- _TASK STATEMENT_
In how many lines of the listing below does "backpack" appear? Give only the figure.

- _DATA FOR THIS EXERCISE_

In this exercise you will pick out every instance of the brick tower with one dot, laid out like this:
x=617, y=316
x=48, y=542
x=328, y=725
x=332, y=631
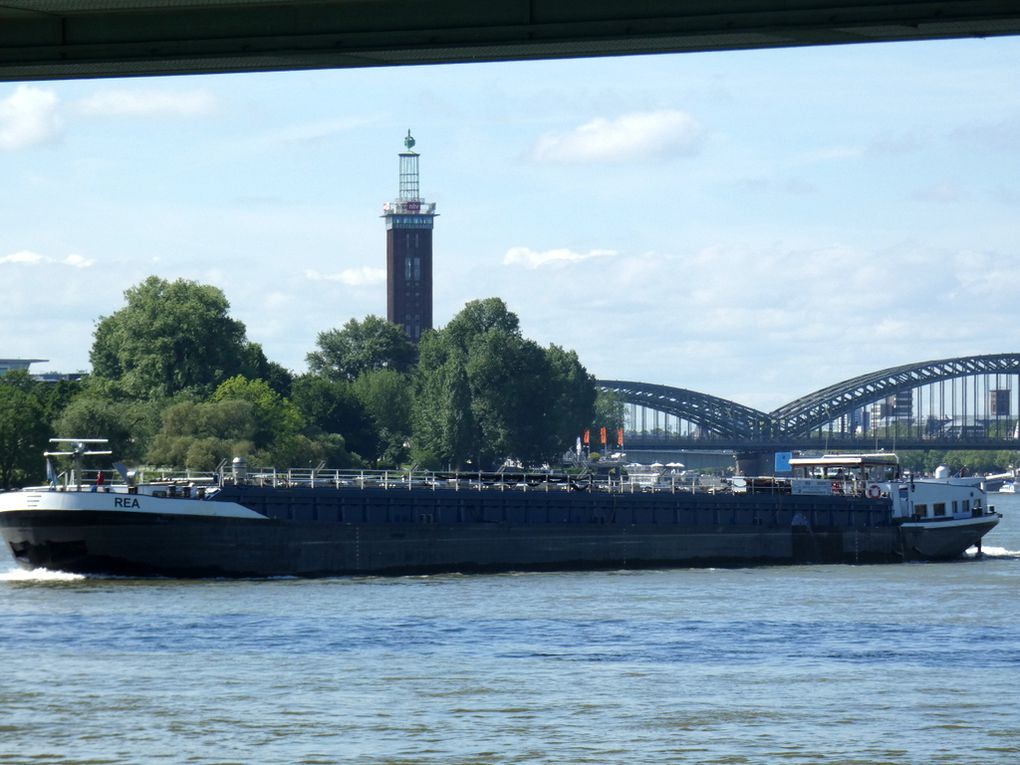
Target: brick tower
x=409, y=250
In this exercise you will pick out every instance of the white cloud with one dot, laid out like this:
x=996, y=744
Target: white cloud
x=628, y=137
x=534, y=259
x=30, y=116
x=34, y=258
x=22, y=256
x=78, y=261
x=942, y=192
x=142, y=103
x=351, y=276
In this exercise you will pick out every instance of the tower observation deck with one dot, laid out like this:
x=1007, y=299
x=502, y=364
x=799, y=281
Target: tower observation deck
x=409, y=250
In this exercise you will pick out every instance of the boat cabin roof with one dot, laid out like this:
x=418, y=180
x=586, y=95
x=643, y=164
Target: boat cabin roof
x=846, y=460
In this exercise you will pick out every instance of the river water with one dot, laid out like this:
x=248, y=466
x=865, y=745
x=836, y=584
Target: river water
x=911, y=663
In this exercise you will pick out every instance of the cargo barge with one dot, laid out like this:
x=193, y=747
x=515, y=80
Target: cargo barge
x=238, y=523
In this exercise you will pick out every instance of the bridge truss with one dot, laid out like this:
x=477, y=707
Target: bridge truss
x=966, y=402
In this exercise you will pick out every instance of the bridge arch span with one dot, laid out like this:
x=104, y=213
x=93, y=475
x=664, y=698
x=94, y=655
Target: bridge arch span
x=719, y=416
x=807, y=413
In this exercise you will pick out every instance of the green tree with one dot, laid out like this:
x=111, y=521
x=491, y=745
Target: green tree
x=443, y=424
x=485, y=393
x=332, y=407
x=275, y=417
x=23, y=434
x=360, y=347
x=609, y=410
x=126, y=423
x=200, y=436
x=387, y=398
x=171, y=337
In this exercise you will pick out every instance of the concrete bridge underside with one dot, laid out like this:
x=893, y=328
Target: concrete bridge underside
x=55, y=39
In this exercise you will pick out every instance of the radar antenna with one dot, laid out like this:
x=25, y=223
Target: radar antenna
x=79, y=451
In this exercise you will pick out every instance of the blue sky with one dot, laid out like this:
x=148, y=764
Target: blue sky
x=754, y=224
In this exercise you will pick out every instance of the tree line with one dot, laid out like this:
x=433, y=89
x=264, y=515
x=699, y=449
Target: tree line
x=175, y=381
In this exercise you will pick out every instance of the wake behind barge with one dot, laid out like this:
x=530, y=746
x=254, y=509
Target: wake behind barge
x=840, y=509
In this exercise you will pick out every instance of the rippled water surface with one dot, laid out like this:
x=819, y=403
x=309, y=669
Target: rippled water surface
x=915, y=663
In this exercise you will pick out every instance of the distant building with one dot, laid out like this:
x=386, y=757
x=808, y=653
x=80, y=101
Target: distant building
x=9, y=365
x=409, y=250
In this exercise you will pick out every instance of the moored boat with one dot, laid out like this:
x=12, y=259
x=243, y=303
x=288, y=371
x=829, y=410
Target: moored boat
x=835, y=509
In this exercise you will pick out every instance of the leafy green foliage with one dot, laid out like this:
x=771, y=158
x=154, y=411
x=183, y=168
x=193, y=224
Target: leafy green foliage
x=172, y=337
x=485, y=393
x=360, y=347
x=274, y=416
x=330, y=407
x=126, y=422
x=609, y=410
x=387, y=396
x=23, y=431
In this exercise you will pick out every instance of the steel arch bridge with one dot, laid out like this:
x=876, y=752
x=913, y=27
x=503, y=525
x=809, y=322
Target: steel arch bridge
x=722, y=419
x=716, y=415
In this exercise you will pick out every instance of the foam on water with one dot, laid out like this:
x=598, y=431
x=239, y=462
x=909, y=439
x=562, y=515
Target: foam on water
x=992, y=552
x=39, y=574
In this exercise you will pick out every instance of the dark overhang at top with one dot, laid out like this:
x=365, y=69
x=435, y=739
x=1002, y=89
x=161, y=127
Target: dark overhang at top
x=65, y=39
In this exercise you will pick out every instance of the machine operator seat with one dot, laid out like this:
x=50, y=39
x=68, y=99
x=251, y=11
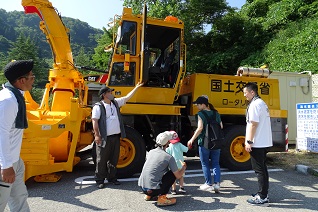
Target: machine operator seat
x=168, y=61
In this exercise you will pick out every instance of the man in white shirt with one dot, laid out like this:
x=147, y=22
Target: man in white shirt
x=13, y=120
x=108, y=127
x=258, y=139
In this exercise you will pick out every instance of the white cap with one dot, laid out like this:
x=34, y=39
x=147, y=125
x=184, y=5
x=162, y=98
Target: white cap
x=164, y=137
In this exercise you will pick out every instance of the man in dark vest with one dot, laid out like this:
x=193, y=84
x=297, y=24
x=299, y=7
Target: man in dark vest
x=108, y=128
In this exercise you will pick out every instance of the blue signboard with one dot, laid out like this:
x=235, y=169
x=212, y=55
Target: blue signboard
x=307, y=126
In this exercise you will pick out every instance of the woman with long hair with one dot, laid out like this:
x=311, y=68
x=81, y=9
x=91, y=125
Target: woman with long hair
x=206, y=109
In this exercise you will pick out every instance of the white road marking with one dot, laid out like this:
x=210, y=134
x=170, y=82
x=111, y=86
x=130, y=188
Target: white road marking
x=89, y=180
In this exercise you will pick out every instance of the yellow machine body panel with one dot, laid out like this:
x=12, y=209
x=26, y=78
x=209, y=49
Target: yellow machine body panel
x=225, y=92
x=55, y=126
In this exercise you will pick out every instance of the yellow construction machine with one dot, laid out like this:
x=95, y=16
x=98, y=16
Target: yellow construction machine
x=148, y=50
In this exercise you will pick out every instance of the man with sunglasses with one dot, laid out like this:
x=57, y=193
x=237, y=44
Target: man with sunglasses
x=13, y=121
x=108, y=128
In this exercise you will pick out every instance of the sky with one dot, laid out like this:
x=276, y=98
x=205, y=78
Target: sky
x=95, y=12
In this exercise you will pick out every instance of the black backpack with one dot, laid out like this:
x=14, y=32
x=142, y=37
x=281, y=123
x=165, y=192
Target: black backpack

- _ANSWER TO THIS EXERCISE_
2